Welcome to Noticed, The Goods’ design trend column. You know that thing you’ve been seeing all over the place? Allow us to explain it.
What it is: Rattan is what’s most often used to create furniture that makes you feel as if you’ve entered a Tahitian beach resort. But to talk about rattan, we should first talk about wicker. Rattan can be wicker, but not all wicker is made from rattan, although the terms are often confused. Wicker is a form of weaving, the process of creating woven items. (Arguably, wicker is truly the rising trend, as woven material — rattan, synthetic, and beyond — is hugely popular, but the term tends to conjure images of antique farmhouse-style furniture, whereas rattan is associated with the tropics-inspired look that’s taken hold.)
|---|
■ **Goals**
(1) For each statement below, state whether it agrees with the passage above on rattan and wicker, answering yes or no and quoting the deciding words of that passage. (a) All wicker is made from rattan. (b) Wicker is a form of weaving. (c) The term "wicker" tends to bring tropics-inspired furniture to mind.
(2) Carry the design column on rattan forward from its final sentence.

■ **Data segment**
|---|
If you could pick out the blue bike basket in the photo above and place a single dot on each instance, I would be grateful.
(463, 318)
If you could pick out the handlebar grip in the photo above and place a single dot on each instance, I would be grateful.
|---|
■ **Responses to the tasks**
(1)
(a) No: "Rattan can be wicker, but not all wicker is made from rattan"
(b) Yes: "Wicker is a form of weaving"
(c) No: "the term tends to conjure images of antique farmhouse-style furniture"

(2)
Rattan is a material versus a process; it looks and feels similar to bamboo and ranges in density, pliability, and color. Like bamboo, rattan is a strong and durable vine that can grow as a climbing or non-climbing palm primarily found in Southeast Asia’s rainforests. There are many varieties, but generally, they sport fanning green leaves and spikes (or spines) that circle the stalk of the vine as protection.
But that’s rattan in its natural state — it’s better known in furniture form. Rattan pieces come in every shade of taupe and tan imaginable; the peacock chair, a throne-like woven vessel, is arguably the trendiest, most celebrated example of rattan.
Where it is: Rattan furniture is flooding home decor Instagram, especially in the shopping Discover tab, where brands including (but definitely not limited to) Ikea, Urban Outfitters, Joybird, Anthropologie, and Target are advertising their tropics-influenced furniture and home products. (The Ikea light fixture seen ’round the internet is very nearly a staple of every Instagram-worthy home interior; I, too, own it and enjoy taking pictures of it.)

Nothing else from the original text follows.